Retype the records below exactly as they stand, but with no images.

Stored data entries:
-- -- --

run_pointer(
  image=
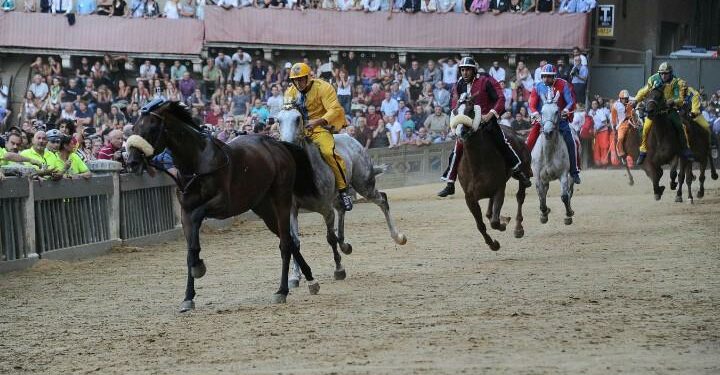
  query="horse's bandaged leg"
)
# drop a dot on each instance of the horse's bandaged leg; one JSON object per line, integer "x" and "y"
{"x": 141, "y": 144}
{"x": 647, "y": 125}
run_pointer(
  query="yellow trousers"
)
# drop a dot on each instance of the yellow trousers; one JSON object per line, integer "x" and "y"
{"x": 326, "y": 143}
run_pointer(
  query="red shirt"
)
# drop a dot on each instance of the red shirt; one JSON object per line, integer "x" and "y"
{"x": 487, "y": 92}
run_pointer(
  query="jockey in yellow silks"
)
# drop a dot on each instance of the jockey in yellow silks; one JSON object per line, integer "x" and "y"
{"x": 322, "y": 113}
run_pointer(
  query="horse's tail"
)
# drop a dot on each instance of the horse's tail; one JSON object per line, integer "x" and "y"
{"x": 379, "y": 169}
{"x": 304, "y": 176}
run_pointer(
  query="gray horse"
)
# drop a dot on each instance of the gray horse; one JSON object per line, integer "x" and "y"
{"x": 551, "y": 161}
{"x": 361, "y": 173}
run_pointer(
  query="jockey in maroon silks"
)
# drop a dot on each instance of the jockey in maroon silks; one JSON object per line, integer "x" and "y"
{"x": 488, "y": 94}
{"x": 566, "y": 102}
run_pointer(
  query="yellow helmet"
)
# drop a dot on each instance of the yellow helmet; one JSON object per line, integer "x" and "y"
{"x": 299, "y": 70}
{"x": 665, "y": 68}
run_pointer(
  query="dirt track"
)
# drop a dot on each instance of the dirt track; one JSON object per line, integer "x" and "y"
{"x": 633, "y": 286}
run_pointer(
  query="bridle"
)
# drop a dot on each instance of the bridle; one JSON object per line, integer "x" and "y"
{"x": 192, "y": 177}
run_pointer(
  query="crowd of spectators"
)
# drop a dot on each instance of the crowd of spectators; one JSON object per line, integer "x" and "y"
{"x": 174, "y": 9}
{"x": 387, "y": 104}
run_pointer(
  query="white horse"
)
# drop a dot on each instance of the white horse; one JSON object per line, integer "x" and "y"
{"x": 361, "y": 178}
{"x": 551, "y": 161}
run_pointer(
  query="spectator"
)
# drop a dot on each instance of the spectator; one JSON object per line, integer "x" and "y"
{"x": 86, "y": 7}
{"x": 432, "y": 74}
{"x": 187, "y": 9}
{"x": 545, "y": 6}
{"x": 414, "y": 76}
{"x": 498, "y": 6}
{"x": 479, "y": 6}
{"x": 389, "y": 106}
{"x": 74, "y": 167}
{"x": 212, "y": 77}
{"x": 497, "y": 72}
{"x": 260, "y": 110}
{"x": 601, "y": 123}
{"x": 579, "y": 74}
{"x": 112, "y": 149}
{"x": 437, "y": 121}
{"x": 39, "y": 88}
{"x": 61, "y": 6}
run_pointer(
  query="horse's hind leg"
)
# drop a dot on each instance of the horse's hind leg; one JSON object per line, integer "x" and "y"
{"x": 566, "y": 196}
{"x": 380, "y": 199}
{"x": 333, "y": 241}
{"x": 477, "y": 214}
{"x": 520, "y": 196}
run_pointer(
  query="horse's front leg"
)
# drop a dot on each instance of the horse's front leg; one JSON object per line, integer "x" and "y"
{"x": 565, "y": 196}
{"x": 498, "y": 222}
{"x": 542, "y": 189}
{"x": 191, "y": 222}
{"x": 332, "y": 240}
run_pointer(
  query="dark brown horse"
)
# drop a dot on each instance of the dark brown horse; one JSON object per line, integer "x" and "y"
{"x": 631, "y": 143}
{"x": 663, "y": 140}
{"x": 699, "y": 140}
{"x": 483, "y": 173}
{"x": 216, "y": 180}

-- -- --

THE ANSWER
run_pointer(
  image=
  query="horse's bandaged leg"
)
# drop a dot on each instance of the horse's bandaged leg; one JSON object per line, integer "x" and "y"
{"x": 141, "y": 144}
{"x": 647, "y": 125}
run_pointer(
  query="yellow trousers"
)
# drop a dot on each instance of the yellow trousers; one JSON object per line, integer "x" and "y"
{"x": 326, "y": 143}
run_pointer(
  query="red shirt"
)
# drop a dot on each instance of the red shirt; one JSON object per line, integer "x" and "y"
{"x": 487, "y": 92}
run_pointer(
  query="jockey in yellow silks"
)
# drop a dot on each instance of the jockey in yellow silks; one JSON object per line, integer "x" and "y"
{"x": 322, "y": 113}
run_pointer(
  query="horse's tail"
)
# drop a dot on each instance of the horse's tail; one JSON object per line, integer "x" and "y"
{"x": 379, "y": 169}
{"x": 304, "y": 176}
run_pointer(
  query="gray horse"
)
# drop a dot on each instance of the gray horse; one JSON object per line, integer "x" and "y"
{"x": 551, "y": 161}
{"x": 361, "y": 173}
run_pointer(
  query="jockey in maroon silks"
)
# drop a dot on each instance of the jockey in maroon silks; one JSON object per line, integer "x" and "y"
{"x": 488, "y": 94}
{"x": 566, "y": 102}
run_pointer(
  query="yellow helmet"
)
# drop a dot on each instance of the yellow helmet; one JSON object per line, integer "x" and "y"
{"x": 299, "y": 70}
{"x": 665, "y": 68}
run_pointer(
  query="dirt track"
)
# drop a dot on each instance of the dirt track; one JSON object per line, integer "x" and "y"
{"x": 633, "y": 286}
run_pointer(
  query="bridle"
)
# drop a dot on each instance of the bridle; one JSON object per line, integer "x" and "y"
{"x": 192, "y": 177}
run_pointer(
  query="crowd of spectators"
)
# drop a dot on each instance of the crowd of spectators; one JSON object per line, integer "x" and "y"
{"x": 174, "y": 9}
{"x": 387, "y": 104}
run_pointer(
  query="white horse"
)
# drop a dot on each instance of the white horse; one JSON object per line, integer "x" and "y"
{"x": 361, "y": 178}
{"x": 551, "y": 161}
run_pointer(
  query="spectator"
)
# drop a dot on each instance of the spectator; one JSON object per line, integer "x" and "y"
{"x": 86, "y": 7}
{"x": 432, "y": 74}
{"x": 187, "y": 9}
{"x": 545, "y": 6}
{"x": 414, "y": 76}
{"x": 498, "y": 6}
{"x": 479, "y": 6}
{"x": 389, "y": 106}
{"x": 74, "y": 167}
{"x": 212, "y": 77}
{"x": 497, "y": 72}
{"x": 260, "y": 110}
{"x": 601, "y": 123}
{"x": 579, "y": 74}
{"x": 112, "y": 149}
{"x": 437, "y": 121}
{"x": 39, "y": 88}
{"x": 61, "y": 6}
run_pointer(
  query="horse's hind leg"
)
# drop a dot on each instance of the horse's hind leg; one JSON object per line, integer "x" and "y"
{"x": 566, "y": 196}
{"x": 380, "y": 199}
{"x": 333, "y": 241}
{"x": 477, "y": 214}
{"x": 520, "y": 196}
run_pointer(
  query="horse's front leg"
)
# drop a dot on each instance of the horse's front leg; one JSON object per line, integer "x" and "y"
{"x": 565, "y": 196}
{"x": 498, "y": 222}
{"x": 542, "y": 189}
{"x": 191, "y": 222}
{"x": 332, "y": 240}
run_pointer(
  query="dark brown horse"
)
# drop a dot on each instance of the dark brown horse; one JSON object per line, integer "x" and "y"
{"x": 631, "y": 143}
{"x": 663, "y": 140}
{"x": 699, "y": 140}
{"x": 483, "y": 173}
{"x": 216, "y": 180}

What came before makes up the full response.